▸ Problems to solve
• A. From the post on the convergence of mobile, cloud, social, and big data, list every way it says big data can be used from a sales and marketing perspective.
• B. Based on the post on the convergence of mobile, cloud, social, and big data, state whether each statement agrees with it, and quote the words that decide each one.
(i) The Apache Cassandra project came out of a need within Google.
(ii) Links shared on Twitter have a half-life of roughly 2.8 hours.
(iii) The writer started focusing on the convergence of these technologies in early 2010.

[Opening Passage shown section]

Michael Primeaux

Parallel and Distributed Systems


The Convergence of Mobile, Cloud, Social, and Big Data

There are two ways of constructing a software design: One way is to make it so simple that there are obviously no deficiencies, and the other way is to make it so complicated that there are no obvious deficiencies. The first method is far more difficult. – C.A.R. Hoare

Mobile, cloud, social, and non-relational storage technologies (big data) represent agility for many businesses. In particular, the convergence of these technologies equip businesses with efficient methods to attribute key performance indicators, optimize direction, and, equally as important, allocate changes in business processes; all in real-time and for a vast array of incoming data formats. Individually, each of these technology areas are immense and yet are enablers for each other; and so in early 2008, I began to focus my attention, application of algorithms, and research to the convergence of these technologies.

The technology shifts created by mobile, cloud, social, and big data have changed and are drastically changing the business landscape. The convergence of these technologies began years ago and has matured considerably since 2008. Social media has contributed to this significantly. Big Table and, subsequently, HBase was born out of need within Google and the open source community, respectively. The Apache Cassandra project was born out of need within Facebook. We’re able to learn interesting statistics like the half-life of links shared on Twitter is approximately 2.8 hours, sports stories spread the fastest of any topics, and there’s a material difference between what people share and what they click. From a sales and marketing perspective, we can use big data to better leverage social channels to rapidly detect changes in buyer activities and preferences, identify market shifts, monitor competitive activity, and identify opportunities for your business. Social media is analyzed to understand behavior, although it’s important to remember as with all population sampling, it only provides a specialized subset of opinions about a particular topic.

[Closing Passage shown section]
[Opening Given data section]

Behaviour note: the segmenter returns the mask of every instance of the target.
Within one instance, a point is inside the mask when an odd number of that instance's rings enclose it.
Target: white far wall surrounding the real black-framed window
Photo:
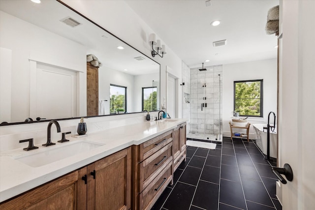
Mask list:
[[[249,118],[253,123],[266,123],[269,112],[277,113],[277,59],[223,65],[223,136],[230,136],[228,121],[233,117],[234,81],[263,79],[263,118]],[[255,138],[250,128],[250,138]]]

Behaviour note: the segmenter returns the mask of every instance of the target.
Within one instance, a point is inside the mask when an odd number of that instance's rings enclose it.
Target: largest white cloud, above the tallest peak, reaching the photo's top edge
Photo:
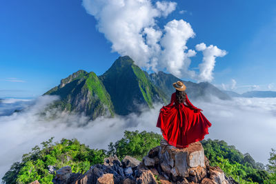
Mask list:
[[[146,44],[144,30],[153,29],[155,18],[166,17],[175,10],[176,3],[157,1],[155,6],[150,0],[83,0],[83,6],[97,19],[97,28],[112,43],[113,52],[129,55],[137,65],[145,67],[158,52]]]

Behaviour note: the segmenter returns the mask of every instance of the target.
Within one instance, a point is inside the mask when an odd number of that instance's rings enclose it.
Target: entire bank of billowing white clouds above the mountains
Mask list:
[[[198,79],[198,74],[189,70],[190,57],[196,54],[195,50],[186,46],[188,39],[195,37],[190,23],[181,19],[168,21],[164,28],[157,25],[158,19],[167,17],[176,6],[177,3],[172,1],[83,0],[88,14],[97,19],[99,32],[112,43],[112,52],[129,55],[139,67],[146,70],[165,70],[178,77]],[[208,58],[200,65],[201,81],[213,79],[210,77],[212,74],[208,73],[213,72],[215,66],[215,58],[211,58],[222,56],[217,53],[218,50],[213,45],[206,51],[202,50]]]

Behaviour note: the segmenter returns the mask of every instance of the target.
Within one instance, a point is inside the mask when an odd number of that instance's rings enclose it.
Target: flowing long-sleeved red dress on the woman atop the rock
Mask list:
[[[186,104],[178,103],[173,93],[170,104],[160,110],[157,127],[161,128],[164,139],[175,147],[188,147],[190,143],[201,141],[212,124],[198,108],[190,103],[186,95]]]

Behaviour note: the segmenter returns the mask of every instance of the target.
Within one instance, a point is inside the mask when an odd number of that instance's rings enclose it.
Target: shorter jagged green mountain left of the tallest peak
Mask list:
[[[110,95],[94,72],[79,70],[45,94],[60,96],[53,106],[64,111],[84,112],[91,119],[114,115]]]

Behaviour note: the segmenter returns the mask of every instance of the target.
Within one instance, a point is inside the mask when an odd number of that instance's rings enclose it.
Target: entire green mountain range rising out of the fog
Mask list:
[[[58,95],[60,99],[51,106],[68,112],[84,112],[90,119],[98,116],[127,115],[153,107],[153,103],[167,104],[175,92],[172,83],[181,81],[172,74],[148,74],[128,56],[119,57],[101,76],[79,70],[44,95]],[[230,99],[210,83],[184,81],[191,99],[214,95]],[[51,108],[50,107],[50,108]]]

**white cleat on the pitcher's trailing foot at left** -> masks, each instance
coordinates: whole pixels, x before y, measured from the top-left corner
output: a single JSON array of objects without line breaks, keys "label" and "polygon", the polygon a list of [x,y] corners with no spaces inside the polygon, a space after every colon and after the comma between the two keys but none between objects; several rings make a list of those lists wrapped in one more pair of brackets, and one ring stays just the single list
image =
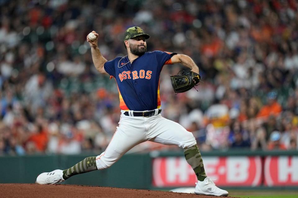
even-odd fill
[{"label": "white cleat on the pitcher's trailing foot at left", "polygon": [[63,170],[53,170],[49,173],[42,173],[38,175],[35,183],[37,184],[55,184],[63,182]]}]

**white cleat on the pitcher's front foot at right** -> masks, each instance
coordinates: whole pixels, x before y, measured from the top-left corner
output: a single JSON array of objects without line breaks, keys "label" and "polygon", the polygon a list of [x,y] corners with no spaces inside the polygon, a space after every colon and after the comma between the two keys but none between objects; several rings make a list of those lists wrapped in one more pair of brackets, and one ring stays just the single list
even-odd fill
[{"label": "white cleat on the pitcher's front foot at right", "polygon": [[228,196],[228,191],[222,190],[215,186],[210,177],[206,177],[204,181],[196,183],[195,193],[197,195],[213,195],[213,196]]}]

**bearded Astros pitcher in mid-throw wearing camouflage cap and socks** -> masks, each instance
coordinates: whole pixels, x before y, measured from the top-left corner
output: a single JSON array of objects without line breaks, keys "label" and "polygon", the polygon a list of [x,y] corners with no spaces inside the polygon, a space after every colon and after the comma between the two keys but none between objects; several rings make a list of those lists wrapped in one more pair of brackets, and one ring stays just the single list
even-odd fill
[{"label": "bearded Astros pitcher in mid-throw wearing camouflage cap and socks", "polygon": [[191,71],[184,75],[171,76],[176,93],[189,90],[201,77],[194,61],[183,54],[163,51],[146,52],[145,34],[140,27],[128,28],[124,33],[127,55],[107,61],[97,46],[96,39],[87,41],[96,69],[116,80],[120,98],[120,121],[106,150],[96,157],[87,157],[66,170],[54,170],[38,175],[36,183],[60,183],[73,175],[101,170],[112,166],[127,151],[144,141],[177,145],[184,149],[186,161],[192,166],[198,182],[195,193],[201,195],[228,196],[228,192],[215,186],[206,176],[201,153],[196,140],[180,124],[163,118],[160,114],[160,71],[164,65],[181,63]]}]

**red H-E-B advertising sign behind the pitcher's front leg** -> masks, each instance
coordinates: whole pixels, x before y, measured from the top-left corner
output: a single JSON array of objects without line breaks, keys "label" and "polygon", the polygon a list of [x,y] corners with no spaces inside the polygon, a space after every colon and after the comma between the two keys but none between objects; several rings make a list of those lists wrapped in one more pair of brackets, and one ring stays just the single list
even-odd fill
[{"label": "red H-E-B advertising sign behind the pitcher's front leg", "polygon": [[[261,183],[260,157],[204,157],[206,174],[219,186],[257,186]],[[197,181],[184,157],[153,160],[153,186],[194,186]]]}]

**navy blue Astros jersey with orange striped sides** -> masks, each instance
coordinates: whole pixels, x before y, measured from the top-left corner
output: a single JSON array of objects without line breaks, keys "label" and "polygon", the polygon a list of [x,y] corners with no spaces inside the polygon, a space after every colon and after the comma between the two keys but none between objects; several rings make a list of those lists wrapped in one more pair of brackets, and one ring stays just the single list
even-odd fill
[{"label": "navy blue Astros jersey with orange striped sides", "polygon": [[128,56],[106,62],[105,71],[118,85],[120,109],[145,111],[160,108],[160,71],[164,65],[172,64],[171,58],[175,54],[153,51],[136,58],[132,64]]}]

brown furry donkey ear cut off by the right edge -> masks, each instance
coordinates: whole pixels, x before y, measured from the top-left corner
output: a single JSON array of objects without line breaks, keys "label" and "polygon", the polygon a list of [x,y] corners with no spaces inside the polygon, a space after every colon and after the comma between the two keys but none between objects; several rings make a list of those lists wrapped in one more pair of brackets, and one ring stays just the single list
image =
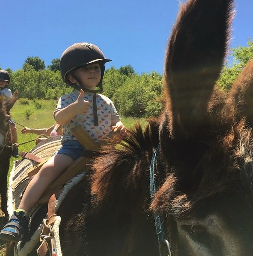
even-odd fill
[{"label": "brown furry donkey ear cut off by the right edge", "polygon": [[230,90],[228,108],[236,110],[236,118],[246,118],[253,125],[253,59],[247,63]]}]

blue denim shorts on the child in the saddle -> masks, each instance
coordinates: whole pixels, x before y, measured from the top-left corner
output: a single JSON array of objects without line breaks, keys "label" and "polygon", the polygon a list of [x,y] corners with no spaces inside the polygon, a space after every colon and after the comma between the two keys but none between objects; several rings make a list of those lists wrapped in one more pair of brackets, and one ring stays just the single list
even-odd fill
[{"label": "blue denim shorts on the child in the saddle", "polygon": [[65,154],[71,157],[73,160],[76,160],[79,157],[81,157],[83,151],[84,147],[79,143],[79,141],[67,140],[62,144],[61,148],[58,151],[56,151],[53,155]]}]

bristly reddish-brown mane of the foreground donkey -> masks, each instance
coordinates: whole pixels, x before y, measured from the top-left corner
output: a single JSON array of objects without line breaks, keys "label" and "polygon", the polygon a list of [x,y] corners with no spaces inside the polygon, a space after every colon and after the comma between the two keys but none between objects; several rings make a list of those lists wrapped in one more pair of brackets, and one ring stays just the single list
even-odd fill
[{"label": "bristly reddish-brown mane of the foreground donkey", "polygon": [[136,124],[128,137],[117,136],[111,145],[102,148],[102,156],[93,164],[92,176],[92,192],[99,201],[113,198],[119,184],[122,188],[141,187],[140,177],[143,172],[149,175],[151,157],[159,143],[158,128],[157,120],[150,119],[145,130]]}]

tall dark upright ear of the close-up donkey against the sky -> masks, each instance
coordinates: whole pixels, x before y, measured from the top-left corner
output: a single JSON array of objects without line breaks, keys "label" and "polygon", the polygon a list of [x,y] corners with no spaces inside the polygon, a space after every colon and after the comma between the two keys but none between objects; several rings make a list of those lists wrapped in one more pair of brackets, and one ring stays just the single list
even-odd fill
[{"label": "tall dark upright ear of the close-up donkey against the sky", "polygon": [[181,6],[165,61],[169,130],[190,137],[207,123],[208,104],[227,52],[233,0],[189,0]]}]

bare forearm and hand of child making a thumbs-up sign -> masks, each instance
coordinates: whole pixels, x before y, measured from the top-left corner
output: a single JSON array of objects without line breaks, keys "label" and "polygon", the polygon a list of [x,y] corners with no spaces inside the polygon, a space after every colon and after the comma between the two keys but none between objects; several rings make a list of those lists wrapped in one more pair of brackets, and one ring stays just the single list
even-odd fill
[{"label": "bare forearm and hand of child making a thumbs-up sign", "polygon": [[89,108],[90,102],[84,100],[84,91],[80,90],[80,94],[75,102],[55,113],[55,121],[59,125],[66,125],[78,113],[85,115],[89,111]]}]

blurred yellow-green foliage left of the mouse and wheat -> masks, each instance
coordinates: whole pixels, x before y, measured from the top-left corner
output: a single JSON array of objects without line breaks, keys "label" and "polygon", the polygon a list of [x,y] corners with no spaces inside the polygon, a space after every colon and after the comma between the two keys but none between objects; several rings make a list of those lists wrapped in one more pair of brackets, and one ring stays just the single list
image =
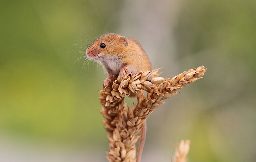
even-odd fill
[{"label": "blurred yellow-green foliage left of the mouse and wheat", "polygon": [[105,17],[118,5],[97,3],[2,2],[1,131],[82,145],[90,138],[104,139],[107,144],[97,92],[102,77],[95,76],[92,63],[90,70],[87,65],[81,70],[83,61],[74,64],[86,49],[79,40],[93,40],[94,34],[105,32]]}]

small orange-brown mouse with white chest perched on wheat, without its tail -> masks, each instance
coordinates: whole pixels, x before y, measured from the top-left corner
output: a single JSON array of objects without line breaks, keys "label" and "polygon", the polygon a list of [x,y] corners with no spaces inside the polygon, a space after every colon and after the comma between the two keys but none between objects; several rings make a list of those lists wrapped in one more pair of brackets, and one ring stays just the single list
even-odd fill
[{"label": "small orange-brown mouse with white chest perched on wheat, without its tail", "polygon": [[100,36],[87,48],[86,54],[99,61],[109,74],[104,85],[113,75],[124,75],[125,70],[133,73],[151,70],[149,58],[139,42],[115,33]]}]

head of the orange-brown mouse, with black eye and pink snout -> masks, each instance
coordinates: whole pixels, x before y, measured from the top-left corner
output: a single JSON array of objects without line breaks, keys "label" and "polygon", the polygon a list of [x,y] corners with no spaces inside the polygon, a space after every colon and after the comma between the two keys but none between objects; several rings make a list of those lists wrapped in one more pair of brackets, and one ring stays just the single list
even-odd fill
[{"label": "head of the orange-brown mouse, with black eye and pink snout", "polygon": [[100,36],[94,41],[87,48],[86,54],[91,59],[103,60],[107,57],[117,57],[122,54],[126,46],[128,46],[127,38],[115,33],[109,33]]}]

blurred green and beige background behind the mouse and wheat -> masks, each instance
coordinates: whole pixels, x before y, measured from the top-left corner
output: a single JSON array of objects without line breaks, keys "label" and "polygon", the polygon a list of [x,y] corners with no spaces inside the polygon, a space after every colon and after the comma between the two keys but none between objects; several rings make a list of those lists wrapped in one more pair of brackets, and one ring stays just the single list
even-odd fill
[{"label": "blurred green and beige background behind the mouse and wheat", "polygon": [[114,32],[137,39],[161,76],[208,68],[148,118],[142,162],[170,162],[180,139],[190,162],[255,162],[255,15],[255,0],[2,0],[0,161],[107,161],[107,74],[75,60]]}]

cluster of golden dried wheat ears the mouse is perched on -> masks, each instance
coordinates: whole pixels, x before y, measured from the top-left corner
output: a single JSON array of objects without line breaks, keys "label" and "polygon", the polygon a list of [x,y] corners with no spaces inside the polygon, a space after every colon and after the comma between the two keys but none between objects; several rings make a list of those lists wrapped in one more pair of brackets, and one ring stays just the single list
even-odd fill
[{"label": "cluster of golden dried wheat ears the mouse is perched on", "polygon": [[[161,100],[178,94],[177,90],[202,78],[206,71],[204,66],[200,66],[170,79],[158,77],[158,70],[126,73],[124,77],[114,76],[99,92],[103,106],[100,112],[105,118],[103,124],[110,145],[110,151],[106,151],[109,161],[135,162],[135,143],[143,122],[155,108],[164,103]],[[147,94],[145,96],[142,93],[137,104],[133,103],[131,108],[124,104],[124,97],[129,96],[130,92],[141,93],[143,90]]]}]

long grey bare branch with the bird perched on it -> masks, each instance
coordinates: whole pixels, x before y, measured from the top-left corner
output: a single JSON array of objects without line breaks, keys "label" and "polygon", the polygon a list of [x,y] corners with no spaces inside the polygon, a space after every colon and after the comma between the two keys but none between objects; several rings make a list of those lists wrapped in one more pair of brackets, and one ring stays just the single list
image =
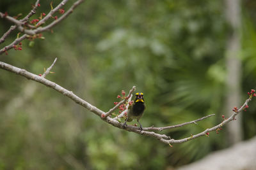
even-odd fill
[{"label": "long grey bare branch with the bird perched on it", "polygon": [[[52,65],[47,69],[48,71],[54,66],[55,62],[56,62],[56,59],[54,60]],[[15,74],[19,74],[20,76],[24,76],[24,77],[28,78],[29,80],[33,80],[33,81],[37,81],[38,83],[42,83],[45,86],[50,87],[50,88],[56,90],[57,92],[60,92],[64,96],[67,96],[68,98],[70,98],[74,102],[76,102],[77,104],[79,104],[79,105],[83,106],[84,108],[86,108],[87,110],[95,113],[95,115],[98,115],[99,117],[102,117],[102,115],[107,115],[107,113],[105,113],[104,111],[99,110],[99,108],[93,106],[92,104],[90,104],[90,103],[84,101],[83,99],[81,99],[80,97],[76,96],[76,94],[74,94],[72,91],[64,89],[60,85],[58,85],[58,84],[56,84],[52,81],[49,81],[49,80],[45,79],[42,76],[37,76],[36,74],[29,73],[25,69],[20,69],[18,67],[12,66],[10,64],[6,64],[4,62],[0,62],[0,68],[4,69],[6,71],[10,71],[10,72],[15,73]],[[45,71],[45,73],[46,73],[46,71]],[[132,92],[134,92],[135,88],[136,87],[132,87],[132,89],[129,92],[129,95],[125,98],[126,100],[131,99]],[[124,102],[125,102],[125,99],[123,100]],[[220,124],[218,124],[214,127],[211,127],[210,129],[205,129],[205,131],[203,131],[203,132],[200,132],[200,133],[195,134],[195,135],[191,135],[190,137],[184,138],[184,139],[172,139],[172,138],[170,138],[170,136],[166,136],[165,134],[158,134],[158,133],[152,132],[150,130],[161,131],[163,129],[171,129],[173,127],[182,127],[183,125],[195,124],[195,122],[198,122],[200,120],[204,120],[205,118],[208,118],[208,117],[212,117],[214,114],[208,115],[206,117],[198,118],[197,120],[193,120],[191,122],[185,122],[185,123],[179,124],[179,125],[172,125],[172,126],[167,126],[167,127],[146,127],[146,128],[143,128],[142,131],[139,130],[138,127],[131,126],[131,125],[127,125],[127,127],[124,128],[124,124],[118,122],[118,120],[117,120],[118,117],[111,118],[111,117],[106,116],[106,117],[102,117],[102,120],[104,120],[105,122],[108,122],[108,124],[111,124],[115,127],[120,128],[120,129],[125,129],[125,131],[135,132],[137,134],[141,134],[141,135],[144,135],[144,136],[150,136],[150,137],[153,137],[153,138],[157,138],[157,139],[159,139],[159,141],[161,141],[163,143],[166,143],[166,144],[184,143],[186,141],[190,141],[190,140],[198,138],[200,136],[205,136],[205,135],[207,135],[208,132],[216,131],[217,129],[220,129],[221,127],[223,127],[223,125],[227,124],[228,122],[230,122],[232,120],[235,120],[236,115],[239,114],[243,110],[243,108],[245,108],[248,105],[248,103],[251,100],[252,100],[252,95],[249,97],[249,99],[247,99],[245,101],[245,103],[243,104],[243,106],[241,106],[241,108],[239,108],[239,110],[234,111],[234,113],[232,114],[231,117],[229,117],[228,119],[223,120],[223,122],[221,122]],[[118,108],[116,106],[108,111],[108,115],[110,115],[111,111]]]}]

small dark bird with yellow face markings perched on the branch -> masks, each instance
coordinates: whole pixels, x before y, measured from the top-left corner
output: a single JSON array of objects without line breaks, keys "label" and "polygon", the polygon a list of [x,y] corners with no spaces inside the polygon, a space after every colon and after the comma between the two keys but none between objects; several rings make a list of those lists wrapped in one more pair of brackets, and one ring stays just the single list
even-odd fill
[{"label": "small dark bird with yellow face markings perched on the branch", "polygon": [[[124,127],[127,127],[126,122],[131,122],[133,119],[137,119],[137,122],[139,122],[140,118],[143,116],[145,108],[143,93],[136,93],[134,102],[128,107],[127,118],[125,119]],[[140,130],[142,131],[141,124]]]}]

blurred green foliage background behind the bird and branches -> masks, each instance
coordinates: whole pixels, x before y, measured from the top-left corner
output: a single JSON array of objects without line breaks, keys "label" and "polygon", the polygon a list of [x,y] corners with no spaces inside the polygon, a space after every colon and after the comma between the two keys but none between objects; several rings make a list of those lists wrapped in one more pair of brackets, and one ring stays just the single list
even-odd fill
[{"label": "blurred green foliage background behind the bird and branches", "polygon": [[[1,0],[0,11],[26,15],[35,1]],[[36,15],[51,10],[42,1]],[[60,1],[53,1],[56,6]],[[64,7],[68,10],[74,1]],[[226,17],[225,1],[86,0],[44,40],[22,41],[22,51],[10,50],[0,60],[35,74],[44,73],[55,57],[47,79],[108,111],[121,90],[136,85],[147,110],[144,127],[179,124],[215,113],[215,117],[166,131],[180,139],[204,131],[228,117],[247,92],[256,88],[256,3],[239,4],[238,27]],[[61,14],[58,13],[58,16]],[[234,16],[234,17],[237,17]],[[53,20],[53,19],[52,19]],[[1,36],[12,25],[0,19]],[[13,32],[1,44],[17,36]],[[230,36],[238,36],[241,67],[238,81],[228,81]],[[30,45],[29,45],[30,43]],[[232,67],[232,66],[231,66]],[[227,98],[237,94],[231,107]],[[229,112],[228,112],[229,111]],[[67,97],[39,83],[0,70],[0,169],[166,169],[189,164],[216,150],[256,134],[255,101],[231,124],[240,129],[234,139],[227,127],[169,145],[116,129]],[[134,124],[135,122],[133,122]]]}]

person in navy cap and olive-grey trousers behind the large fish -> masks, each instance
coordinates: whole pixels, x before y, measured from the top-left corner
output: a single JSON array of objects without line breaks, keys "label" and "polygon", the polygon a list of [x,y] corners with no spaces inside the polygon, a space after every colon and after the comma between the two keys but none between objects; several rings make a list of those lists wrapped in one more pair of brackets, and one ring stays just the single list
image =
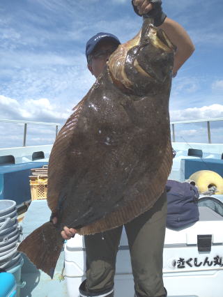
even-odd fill
[{"label": "person in navy cap and olive-grey trousers behind the large fish", "polygon": [[[167,33],[176,45],[173,77],[194,52],[194,45],[180,24],[162,12],[162,1],[132,0],[138,15],[154,17],[155,26]],[[96,78],[102,73],[109,56],[120,41],[110,33],[98,33],[86,44],[88,68]],[[167,296],[162,281],[162,250],[164,245],[167,215],[166,193],[145,213],[125,224],[128,236],[135,296]],[[53,219],[56,222],[56,218]],[[80,296],[114,296],[114,274],[116,253],[121,238],[122,226],[94,235],[85,236],[86,280],[81,284]],[[75,236],[76,230],[64,227],[64,239]],[[128,296],[126,296],[128,297]]]}]

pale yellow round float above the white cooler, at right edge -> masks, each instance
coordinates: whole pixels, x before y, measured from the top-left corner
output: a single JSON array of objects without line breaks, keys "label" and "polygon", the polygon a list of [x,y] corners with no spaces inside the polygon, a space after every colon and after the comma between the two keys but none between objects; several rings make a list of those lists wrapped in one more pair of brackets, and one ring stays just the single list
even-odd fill
[{"label": "pale yellow round float above the white cooler, at right edge", "polygon": [[195,182],[200,193],[207,192],[210,187],[215,185],[217,187],[216,194],[223,194],[223,178],[217,172],[200,170],[199,172],[194,172],[190,176],[190,180]]}]

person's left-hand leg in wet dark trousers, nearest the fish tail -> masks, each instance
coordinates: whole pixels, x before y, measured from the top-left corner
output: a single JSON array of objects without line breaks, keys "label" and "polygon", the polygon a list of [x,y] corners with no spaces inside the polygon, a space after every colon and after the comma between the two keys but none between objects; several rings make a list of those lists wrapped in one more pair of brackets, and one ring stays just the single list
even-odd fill
[{"label": "person's left-hand leg in wet dark trousers, nearest the fish tail", "polygon": [[84,236],[86,282],[79,287],[81,296],[113,296],[116,254],[122,229],[121,226],[103,233]]}]

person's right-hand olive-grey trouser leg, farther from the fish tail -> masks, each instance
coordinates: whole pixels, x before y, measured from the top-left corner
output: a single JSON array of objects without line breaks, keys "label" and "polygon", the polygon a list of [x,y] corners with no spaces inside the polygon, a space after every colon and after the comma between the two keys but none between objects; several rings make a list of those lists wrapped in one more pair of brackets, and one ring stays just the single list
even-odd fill
[{"label": "person's right-hand olive-grey trouser leg, farther from the fish tail", "polygon": [[162,251],[167,218],[167,195],[153,208],[125,224],[137,297],[164,297]]}]

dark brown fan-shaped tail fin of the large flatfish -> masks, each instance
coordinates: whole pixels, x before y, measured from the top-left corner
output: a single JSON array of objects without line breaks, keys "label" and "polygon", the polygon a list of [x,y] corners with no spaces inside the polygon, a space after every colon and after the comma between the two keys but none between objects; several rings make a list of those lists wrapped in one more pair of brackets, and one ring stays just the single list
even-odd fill
[{"label": "dark brown fan-shaped tail fin of the large flatfish", "polygon": [[17,250],[26,254],[38,269],[53,278],[62,247],[63,238],[60,231],[52,222],[46,222],[29,234]]}]

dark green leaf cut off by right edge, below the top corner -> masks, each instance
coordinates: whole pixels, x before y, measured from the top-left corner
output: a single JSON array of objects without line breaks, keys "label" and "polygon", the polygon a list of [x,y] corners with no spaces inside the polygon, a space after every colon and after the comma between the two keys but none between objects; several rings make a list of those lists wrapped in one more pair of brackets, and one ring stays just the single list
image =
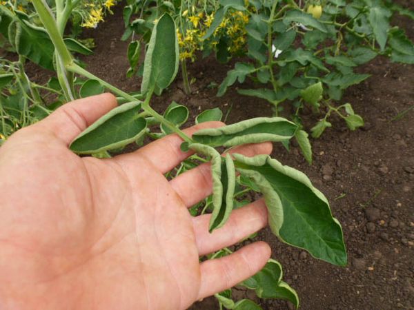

[Closing Given data section]

▸ Results in order
• A.
- Rapidly detect changes in buyer activities and preferences
- Identify market shifts
- Monitor competitive activity
- Identify opportunities for your business

• B.
(i) No: "The Apache Cassandra project was born out of need within Facebook."
(ii) Yes: "the half-life of links shared on Twitter is approximately 2.8 hours"
(iii) No: "and so in early 2008, I began to focus my attention, application of algorithms, and research to the convergence of these technologies."